▸ Quoted text:
Erythronium japonicum and patience

Paige Woodward
Wed, 06 Apr 2016 18:19:08 PDT
Hello, Jane. I had my first bloom on Fritillaria recurva this spring. Old hat for you. But I have been growing Erythronium japonicum for years and would be happy to trade you some, for interesting seeds to be discussed, if you are interested. Advice only on demand, but by now I have some sense of where in my garden’s conditions, at least, E. japonicum will take and multiply, and where it will bloom at first, then dwindle, then vanish. I also faintly recall some remarks on some plant list or other about not falling for poorly marked, possibly food-grade E. japonicum; and I would like to mention that seedlings of this species run the gamut from ravishingly marked to utterly plain. I have wondered whether, like the markings of western Erythronium spp., japonicum’s markings vary considerably year on year, but I have not had the time or the patience to track this past the anecdotal stage. 


> On Apr 6, 2016, at 5:08 PM, Jane McGary <> wrote:
> Visitors here often exclaim that they never thought of growing bulbs from seed. Certainly it calls for more patience than buying a flowering-size bulb. However, the pleasant surprises patience can bring you are welcome.
> Last year my reward was seeing Fritillaria chitralensis in flower for the first time; it repeated well this year. Pretty, but so similar to Fritillaria raddeana that I have to enjoy its rarity alone, rather than evoking gasps from visitors.
> Last summer I lifted the bulbs that I had set as young seedlings into the hollows of the concrete bricks that surround the bulb house's raised beds. I was pleased to find 5-year-old bulbs of Tulipa regelii, grown from Archibalds' seeds. Now growing in a half-plunged clay pot, they are displaying their interesting pleated leaves, but it will probably be at least 2 years before they flower.

▸ Exercise tasks:
[1] Tally the lines of the records that contain the string "arena", and reply with the number alone.
[2] Resume the message on growing Erythronium japonicum and other bulbs from seed, carrying it on from the point where it stops.
The text and the records that follow it have separate origins and bear no relation to one another.

▸ Provided entries:
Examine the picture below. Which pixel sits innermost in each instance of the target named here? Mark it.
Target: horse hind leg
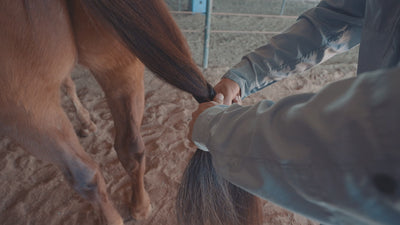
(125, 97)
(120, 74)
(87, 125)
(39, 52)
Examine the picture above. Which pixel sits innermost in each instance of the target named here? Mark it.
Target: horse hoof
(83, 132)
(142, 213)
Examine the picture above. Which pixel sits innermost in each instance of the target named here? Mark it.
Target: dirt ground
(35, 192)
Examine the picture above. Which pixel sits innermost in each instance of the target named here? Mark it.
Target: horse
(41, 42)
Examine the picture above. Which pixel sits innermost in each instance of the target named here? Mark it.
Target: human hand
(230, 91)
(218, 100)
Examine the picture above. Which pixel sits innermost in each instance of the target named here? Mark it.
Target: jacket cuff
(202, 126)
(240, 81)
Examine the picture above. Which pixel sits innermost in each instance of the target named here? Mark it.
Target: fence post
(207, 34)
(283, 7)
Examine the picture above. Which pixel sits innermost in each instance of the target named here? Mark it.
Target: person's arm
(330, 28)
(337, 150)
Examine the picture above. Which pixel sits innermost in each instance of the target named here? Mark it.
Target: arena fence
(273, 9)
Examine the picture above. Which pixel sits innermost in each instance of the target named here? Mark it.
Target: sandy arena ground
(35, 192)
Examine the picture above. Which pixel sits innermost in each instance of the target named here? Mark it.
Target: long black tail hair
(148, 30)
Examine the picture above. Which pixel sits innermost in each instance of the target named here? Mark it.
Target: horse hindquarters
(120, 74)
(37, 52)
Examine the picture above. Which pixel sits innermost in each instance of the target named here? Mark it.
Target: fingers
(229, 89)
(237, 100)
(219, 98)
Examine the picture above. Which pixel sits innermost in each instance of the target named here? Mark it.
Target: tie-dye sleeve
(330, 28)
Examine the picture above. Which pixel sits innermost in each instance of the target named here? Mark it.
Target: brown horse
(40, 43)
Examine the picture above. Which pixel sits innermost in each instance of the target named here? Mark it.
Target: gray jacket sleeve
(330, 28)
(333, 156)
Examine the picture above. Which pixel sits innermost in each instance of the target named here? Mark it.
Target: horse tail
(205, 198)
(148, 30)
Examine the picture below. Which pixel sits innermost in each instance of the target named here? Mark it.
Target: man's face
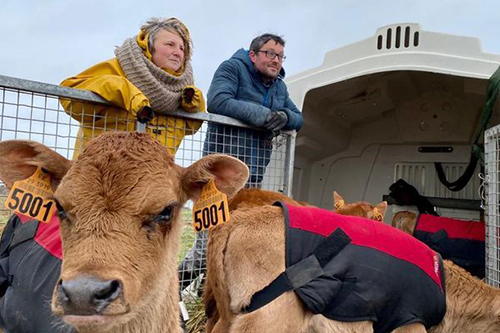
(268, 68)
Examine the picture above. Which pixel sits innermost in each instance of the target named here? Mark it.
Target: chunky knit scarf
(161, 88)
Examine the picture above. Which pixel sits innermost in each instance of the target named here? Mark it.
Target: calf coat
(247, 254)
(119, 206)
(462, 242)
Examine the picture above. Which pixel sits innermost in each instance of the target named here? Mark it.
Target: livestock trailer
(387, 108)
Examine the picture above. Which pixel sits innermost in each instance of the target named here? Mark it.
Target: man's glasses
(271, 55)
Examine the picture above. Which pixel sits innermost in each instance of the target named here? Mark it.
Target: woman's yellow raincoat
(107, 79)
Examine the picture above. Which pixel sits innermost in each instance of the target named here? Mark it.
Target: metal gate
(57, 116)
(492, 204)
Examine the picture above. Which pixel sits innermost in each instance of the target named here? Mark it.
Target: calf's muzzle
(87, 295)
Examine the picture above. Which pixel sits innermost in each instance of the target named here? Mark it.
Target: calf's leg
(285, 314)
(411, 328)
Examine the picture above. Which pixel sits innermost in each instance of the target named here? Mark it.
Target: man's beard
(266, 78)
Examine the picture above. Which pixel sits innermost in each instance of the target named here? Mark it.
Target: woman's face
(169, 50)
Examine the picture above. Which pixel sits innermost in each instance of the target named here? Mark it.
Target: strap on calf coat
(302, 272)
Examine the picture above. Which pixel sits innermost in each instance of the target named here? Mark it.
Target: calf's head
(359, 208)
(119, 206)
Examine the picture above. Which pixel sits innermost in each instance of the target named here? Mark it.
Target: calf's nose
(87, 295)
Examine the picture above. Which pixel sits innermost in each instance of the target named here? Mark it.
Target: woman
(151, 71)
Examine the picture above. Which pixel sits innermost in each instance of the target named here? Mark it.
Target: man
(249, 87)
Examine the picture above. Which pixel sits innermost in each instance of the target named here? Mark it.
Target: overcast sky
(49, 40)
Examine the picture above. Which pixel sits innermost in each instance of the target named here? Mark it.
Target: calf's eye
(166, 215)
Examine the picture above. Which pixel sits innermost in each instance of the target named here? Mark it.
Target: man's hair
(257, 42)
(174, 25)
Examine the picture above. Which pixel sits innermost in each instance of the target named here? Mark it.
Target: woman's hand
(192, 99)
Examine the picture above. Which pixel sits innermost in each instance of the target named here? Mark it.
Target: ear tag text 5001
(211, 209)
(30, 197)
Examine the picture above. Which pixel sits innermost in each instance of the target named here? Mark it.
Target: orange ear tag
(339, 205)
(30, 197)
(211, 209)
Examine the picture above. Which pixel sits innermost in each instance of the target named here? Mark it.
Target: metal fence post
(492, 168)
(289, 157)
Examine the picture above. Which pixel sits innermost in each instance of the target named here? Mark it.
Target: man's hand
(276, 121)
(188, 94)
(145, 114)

▸ Responses to the tasks:
[1] 2

[2]
> Yesterday, while plucking out some weeds, I came face to face with an unfamiliar frit. At first I thought it was an odd color form of Fritillaria viridea, which grows in another part of the bulb house, but lifting a flower disclosed dark purple-brown marks at the bases of the tepals. The Jepson Manual (flora of California) and a look at a photo on the AGS Fritillaria Group website identified it as Fritillaria brandegeei from the Kern Mountains of California. I expect the seed was a Ron Ratko collection, and the label is buried somewhere under the gravel topdressing around it (it has a nice big new one now). I seem to have only one plant, but it belongs to the same group as Fritillaria affinis and Fritillaria recurva, so it probably has plenty of rice-grain bulblets on the bulb and can be increased from those. Its area in the raised bed is due for replanting this summer, so I'll find out.
> Despite all this to interest me, I was still searching the internet this morning for a source of Erythronium japonicum. I think the only hope of getting it will be a Japanese seed vendor ... and a lot of patience.
> Jane McGary
> Portland, Oregon, USA

Paige Woodward

Pacific Rim Native Plant Nursery
where the garden meets the wild

43359 Hillkeep Place
Chilliwack, BC V2R 4A4
CANADA (under reconstruction)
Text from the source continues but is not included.